Set exercise :: In the entries below, find the line containing "Report the location of every instance of the blurred". Copy it and all lines after it, exactly, through the end.

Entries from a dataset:
==*==
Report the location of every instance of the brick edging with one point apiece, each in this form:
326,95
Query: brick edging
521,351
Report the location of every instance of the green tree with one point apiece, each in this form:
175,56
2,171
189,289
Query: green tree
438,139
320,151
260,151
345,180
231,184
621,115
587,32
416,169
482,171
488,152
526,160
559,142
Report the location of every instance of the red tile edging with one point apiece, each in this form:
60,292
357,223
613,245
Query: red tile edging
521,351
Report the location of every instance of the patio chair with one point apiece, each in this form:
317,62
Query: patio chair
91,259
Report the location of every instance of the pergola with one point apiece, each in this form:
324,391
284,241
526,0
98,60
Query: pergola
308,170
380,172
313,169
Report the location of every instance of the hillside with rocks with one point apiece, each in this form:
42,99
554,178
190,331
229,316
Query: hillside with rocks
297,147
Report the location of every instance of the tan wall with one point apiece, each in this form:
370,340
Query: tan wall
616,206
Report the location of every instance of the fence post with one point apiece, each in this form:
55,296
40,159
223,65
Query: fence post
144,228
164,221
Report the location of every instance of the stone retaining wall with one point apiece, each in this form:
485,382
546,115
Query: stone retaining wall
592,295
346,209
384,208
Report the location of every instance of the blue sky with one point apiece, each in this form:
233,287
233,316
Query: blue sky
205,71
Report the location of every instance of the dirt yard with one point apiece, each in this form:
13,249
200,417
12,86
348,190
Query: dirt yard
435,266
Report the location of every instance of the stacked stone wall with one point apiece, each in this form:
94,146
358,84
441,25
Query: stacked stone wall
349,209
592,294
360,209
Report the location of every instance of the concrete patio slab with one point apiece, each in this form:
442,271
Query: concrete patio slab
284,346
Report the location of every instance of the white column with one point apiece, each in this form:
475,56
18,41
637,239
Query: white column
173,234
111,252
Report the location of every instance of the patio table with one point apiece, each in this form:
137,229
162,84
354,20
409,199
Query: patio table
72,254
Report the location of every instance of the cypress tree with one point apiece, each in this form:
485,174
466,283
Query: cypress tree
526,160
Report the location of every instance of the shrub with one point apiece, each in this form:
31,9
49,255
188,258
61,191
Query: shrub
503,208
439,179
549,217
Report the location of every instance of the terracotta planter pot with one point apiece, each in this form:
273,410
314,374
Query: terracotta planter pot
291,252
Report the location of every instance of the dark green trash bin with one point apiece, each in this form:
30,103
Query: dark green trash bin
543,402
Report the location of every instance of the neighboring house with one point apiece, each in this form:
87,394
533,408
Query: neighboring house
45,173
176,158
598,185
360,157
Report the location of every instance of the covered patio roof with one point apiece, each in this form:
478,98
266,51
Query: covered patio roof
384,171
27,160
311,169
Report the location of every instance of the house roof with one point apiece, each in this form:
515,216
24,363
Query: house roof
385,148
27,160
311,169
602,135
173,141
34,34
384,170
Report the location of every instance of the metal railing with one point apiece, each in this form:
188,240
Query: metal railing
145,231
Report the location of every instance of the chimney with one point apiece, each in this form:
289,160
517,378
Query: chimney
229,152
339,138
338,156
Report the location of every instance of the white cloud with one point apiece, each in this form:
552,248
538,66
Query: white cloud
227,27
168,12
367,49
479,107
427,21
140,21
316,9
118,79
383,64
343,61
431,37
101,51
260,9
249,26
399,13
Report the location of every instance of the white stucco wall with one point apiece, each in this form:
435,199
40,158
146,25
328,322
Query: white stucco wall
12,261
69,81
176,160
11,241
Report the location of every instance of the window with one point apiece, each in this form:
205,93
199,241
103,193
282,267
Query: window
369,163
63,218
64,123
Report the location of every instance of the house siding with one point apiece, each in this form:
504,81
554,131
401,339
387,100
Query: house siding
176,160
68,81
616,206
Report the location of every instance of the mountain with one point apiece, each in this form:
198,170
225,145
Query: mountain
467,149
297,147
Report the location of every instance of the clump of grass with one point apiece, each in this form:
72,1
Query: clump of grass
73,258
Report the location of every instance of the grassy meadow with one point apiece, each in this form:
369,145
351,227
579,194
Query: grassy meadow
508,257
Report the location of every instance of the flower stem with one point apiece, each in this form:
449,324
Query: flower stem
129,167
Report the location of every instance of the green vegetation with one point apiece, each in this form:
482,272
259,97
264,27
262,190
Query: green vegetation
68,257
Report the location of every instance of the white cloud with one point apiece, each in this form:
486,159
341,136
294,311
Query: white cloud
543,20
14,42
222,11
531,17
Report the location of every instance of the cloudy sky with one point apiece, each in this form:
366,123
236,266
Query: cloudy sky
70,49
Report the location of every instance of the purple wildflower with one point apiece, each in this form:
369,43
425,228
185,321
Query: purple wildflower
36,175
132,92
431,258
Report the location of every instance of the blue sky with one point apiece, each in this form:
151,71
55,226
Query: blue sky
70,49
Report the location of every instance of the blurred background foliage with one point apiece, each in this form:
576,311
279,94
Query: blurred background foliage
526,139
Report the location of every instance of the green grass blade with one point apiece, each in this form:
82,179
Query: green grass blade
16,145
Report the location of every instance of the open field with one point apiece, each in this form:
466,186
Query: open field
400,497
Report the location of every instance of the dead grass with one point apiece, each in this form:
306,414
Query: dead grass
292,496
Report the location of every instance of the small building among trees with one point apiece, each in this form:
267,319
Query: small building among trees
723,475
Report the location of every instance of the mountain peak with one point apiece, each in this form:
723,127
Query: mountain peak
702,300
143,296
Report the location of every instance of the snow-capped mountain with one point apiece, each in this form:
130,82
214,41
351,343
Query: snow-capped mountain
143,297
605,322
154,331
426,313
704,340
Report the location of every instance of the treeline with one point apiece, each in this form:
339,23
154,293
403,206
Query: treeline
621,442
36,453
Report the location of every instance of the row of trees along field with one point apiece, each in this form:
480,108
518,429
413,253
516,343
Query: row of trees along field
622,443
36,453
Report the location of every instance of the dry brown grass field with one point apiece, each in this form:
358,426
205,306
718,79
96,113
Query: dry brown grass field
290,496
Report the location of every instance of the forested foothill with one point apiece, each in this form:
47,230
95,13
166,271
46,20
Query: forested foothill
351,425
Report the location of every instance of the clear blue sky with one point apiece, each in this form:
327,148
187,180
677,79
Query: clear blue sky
==*==
Expected output ::
Report the location of every instance of the blurred background foliage with one point apiece, each in this form:
576,311
279,94
Query: blurred background foliage
526,139
Report the location of every instance of the green grass blade with one point apiece, each in this form:
82,179
Query: green grass blade
16,145
Report the location of every instance of the open field with one point apiece, each in this form:
466,186
Query: open field
400,497
Report the location of every instance of the dead grass with one point apiece, each in this form:
306,414
Query: dead grass
292,496
Report the location of every instance of the small building among trees with one point apiece, each in this form:
267,319
Query: small building among trees
723,475
Report the location of every instance of the mountain peak with one point apiece, each in this form:
723,127
Query: mountain peak
702,300
143,296
Report the location of every instance of the snow-capped mountain with one point apiece, each in this form:
130,82
214,41
351,343
Query: snow-capped mountain
143,297
605,322
154,331
426,313
704,340
Report the location of every instance of the treeline with one point apiece, each in this form:
339,23
154,293
403,206
Query: treeline
621,442
36,453
Report the location of every instance of the row of trees along field with one point apiece, each in this form:
480,108
518,429
413,253
516,343
Query: row of trees along field
622,443
36,453
Report the location of every instance of the dry brown grass field with one point apiece, each in this form:
358,426
205,306
718,79
96,113
Query: dry brown grass field
290,496
Report the location of every instance of the forested foothill with one point apiece, each in this form:
47,230
95,13
166,271
46,20
Query: forested foothill
351,425
Report the location of every instance of the clear blue sky with one point apiece, each in this form:
327,148
187,180
677,79
Query: clear blue sky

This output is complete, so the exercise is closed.